• _Excerpt to read_
Note that this question doesn't boil down to "why isn't there a GC for C++", which has been asked before. A C++ GC normally refers to a system that automatically manages all dynamically allocated objects, typically implemented using some form of Boehm's conservative collector. It has been pointed out that such a collector is not a good match for RAII. Since a garbage collector primarily manages memory, and might not even be called until there is a memory shortage, and C++ destructors manage other resources, relying on the GC to run destructors would introduce non-determinism at best and resource starvation at worst. It has also bee pointed out that a full-blown GC is largely unnecessary in the presence of the more explicit and predictable smart pointers.
However, a library-based cycle breaker for smart pointers (analogous to the one used by reference-counted interpreters) would have important differences from a general-purpose GC:
It only cares about objects managed through shared_ptr. Such objects already participate in shared ownership, and thus have to handle delayed destructor invocation, whose exact timing depends on ownership structure.
Due to its limited scope, a cycle breaker is unconcerned with patterns that break or slow down Boehm GC, such as pointer masking or huge opaque heap blocks that contain an occasional pointer.
It can be opt-in, like std::enable_shared_from_this. Objects that don't use it don't have to pay for the additional space in the control block to hold the cycle breaker metadata.

Coordinate annotation entries:
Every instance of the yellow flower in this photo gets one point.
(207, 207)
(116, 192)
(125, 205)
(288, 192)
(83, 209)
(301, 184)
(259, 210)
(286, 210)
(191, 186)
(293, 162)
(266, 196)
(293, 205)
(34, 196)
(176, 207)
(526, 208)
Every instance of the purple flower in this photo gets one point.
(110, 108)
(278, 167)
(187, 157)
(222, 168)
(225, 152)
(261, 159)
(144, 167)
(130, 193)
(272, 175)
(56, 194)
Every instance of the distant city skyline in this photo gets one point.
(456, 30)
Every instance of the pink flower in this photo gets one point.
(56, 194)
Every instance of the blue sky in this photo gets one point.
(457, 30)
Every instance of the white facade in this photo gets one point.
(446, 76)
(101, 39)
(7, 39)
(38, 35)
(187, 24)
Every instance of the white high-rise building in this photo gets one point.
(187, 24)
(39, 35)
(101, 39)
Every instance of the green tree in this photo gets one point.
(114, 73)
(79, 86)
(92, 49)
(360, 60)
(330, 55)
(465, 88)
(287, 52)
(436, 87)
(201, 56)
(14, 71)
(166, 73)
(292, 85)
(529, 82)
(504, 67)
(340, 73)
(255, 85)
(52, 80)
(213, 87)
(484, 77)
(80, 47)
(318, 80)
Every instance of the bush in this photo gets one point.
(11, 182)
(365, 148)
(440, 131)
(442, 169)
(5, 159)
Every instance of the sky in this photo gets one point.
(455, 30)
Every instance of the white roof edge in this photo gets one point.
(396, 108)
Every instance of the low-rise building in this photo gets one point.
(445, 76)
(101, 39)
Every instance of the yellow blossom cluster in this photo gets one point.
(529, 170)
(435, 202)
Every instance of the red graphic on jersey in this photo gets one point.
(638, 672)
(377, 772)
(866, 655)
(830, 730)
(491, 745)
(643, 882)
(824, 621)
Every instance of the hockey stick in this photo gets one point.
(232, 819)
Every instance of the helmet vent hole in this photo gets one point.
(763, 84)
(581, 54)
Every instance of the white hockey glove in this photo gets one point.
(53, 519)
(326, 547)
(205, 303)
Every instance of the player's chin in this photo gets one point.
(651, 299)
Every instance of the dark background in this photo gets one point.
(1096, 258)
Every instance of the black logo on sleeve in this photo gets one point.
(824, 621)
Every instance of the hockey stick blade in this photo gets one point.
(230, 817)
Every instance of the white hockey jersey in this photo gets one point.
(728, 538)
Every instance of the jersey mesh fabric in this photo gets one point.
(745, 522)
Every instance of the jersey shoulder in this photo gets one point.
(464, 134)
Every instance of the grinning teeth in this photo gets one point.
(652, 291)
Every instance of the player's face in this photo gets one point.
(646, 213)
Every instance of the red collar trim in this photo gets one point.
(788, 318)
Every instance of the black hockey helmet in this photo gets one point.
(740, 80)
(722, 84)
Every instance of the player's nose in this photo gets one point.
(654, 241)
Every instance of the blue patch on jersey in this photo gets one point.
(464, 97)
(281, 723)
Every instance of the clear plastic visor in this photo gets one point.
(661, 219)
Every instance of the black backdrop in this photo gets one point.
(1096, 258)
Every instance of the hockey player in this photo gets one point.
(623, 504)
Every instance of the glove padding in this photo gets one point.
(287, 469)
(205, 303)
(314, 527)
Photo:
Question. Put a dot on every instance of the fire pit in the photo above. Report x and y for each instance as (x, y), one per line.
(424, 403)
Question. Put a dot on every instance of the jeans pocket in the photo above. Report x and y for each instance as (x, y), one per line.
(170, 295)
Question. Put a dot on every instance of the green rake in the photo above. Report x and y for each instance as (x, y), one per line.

• _Stated problem_
Copy the entire passage on a cycle breaker for C++ smart pointers, shown above the entries, without changing a single character.

• _Solved exercise_
Note that this question doesn't boil down to "why isn't there a GC for C++", which has been asked before. A C++ GC normally refers to a system that automatically manages all dynamically allocated objects, typically implemented using some form of Boehm's conservative collector. It has been pointed out that such a collector is not a good match for RAII. Since a garbage collector primarily manages memory, and might not even be called until there is a memory shortage, and C++ destructors manage other resources, relying on the GC to run destructors would introduce non-determinism at best and resource starvation at worst. It has also bee pointed out that a full-blown GC is largely unnecessary in the presence of the more explicit and predictable smart pointers.
However, a library-based cycle breaker for smart pointers (analogous to the one used by reference-counted interpreters) would have important differences from a general-purpose GC:
It only cares about objects managed through shared_ptr. Such objects already participate in shared ownership, and thus have to handle delayed destructor invocation, whose exact timing depends on ownership structure.
Due to its limited scope, a cycle breaker is unconcerned with patterns that break or slow down Boehm GC, such as pointer masking or huge opaque heap blocks that contain an occasional pointer.
It can be opt-in, like std::enable_shared_from_this. Objects that don't use it don't have to pay for the additional space in the control block to hold the cycle breaker metadata.